━━━━━ Document segment
In one of the world’s driest deserts, the battle for water is heating up.
Mining companies sifting northern Chile’s Atacama Desert for copper, lithium, and other minerals are increasingly finding water is their most precious resource.
Vital to processes such as concentrating and leaching, miners typically extract the water they need from aquifers located high in the Andes Mountains having obtained the necessary rights from Chile’s water authority.
But their ability to exercise those rights is increasingly being challenged by environmentalists, farmers and the authorities who say the huge expansion of mining activity and climate change have shrunk water supplies.
The trouble is that the rights have often been granted without regard to their environmental impact, argues Benjamin Perez, a mining lawyer at Santiago law firm Guerrero Olivos.
In July, Chile’s biggest copper producer Codelco suspended a $1.2 billion mining project at its Salvador division after lawyers for the Chilean state accused the operation of causing irreparable environmental damage.
━━━━━━━━━━
### Stated exercise
Carry on with the article on mining companies' fight over water in Chile's Atacama Desert, starting after its last sentence.
━━━━━ Data
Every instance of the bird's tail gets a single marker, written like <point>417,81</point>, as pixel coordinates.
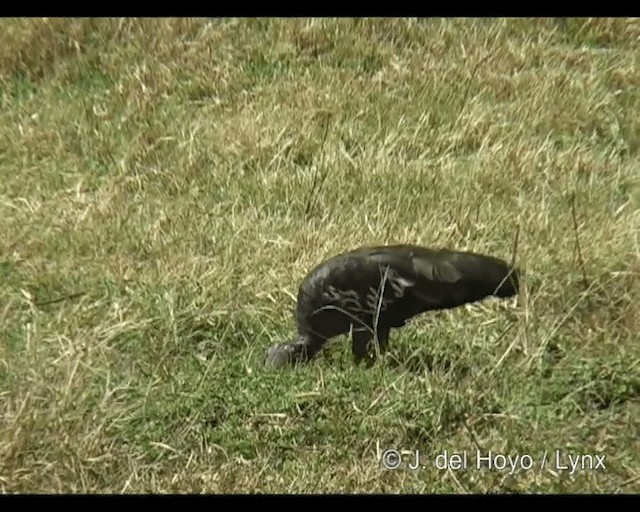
<point>486,274</point>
━━━━━━━━━━
### Result
Water pumping around the Salar de Pedernales, a high-altitude salt-flat which has supplied water to Salvador for almost a century, has dried up 60 hectares of ecologically sensitive wetlands, says the State Defense Council, an autonomous public entity.
The Rajo Inca project, which will extract the remaining resources in Salvador’s Indio Muerto deposit, is designed to produce 93,000 tonnes a year of copper, expanding and extending production at Salvador by several decades.
Following intervention by Mining Minister Baldo Prokurica, the council has agreed to suspend the action to give time for a viable solution to be worked out with Codelco and other authorities. But they do not have long.
Should construction of Rajo Inca not begin later this year, it could spell the end of operations at Salvador, with the loss of thousands of jobs, Codelco executives warned the Senate Mining Commission last month.
It is not the first time the lawyers have involved themselves in water-related cases. In April, they presented a similar suit against BHP-controlled Minera Escondida for alleged damage caused by its water wells to another salt-flat, Salar de Punta Negra. BHP (NYSE: BHP) is also facing a fine of up to $5 million for breaching the terms of its environmental license. BHP rejects the charges and is planning to appeal.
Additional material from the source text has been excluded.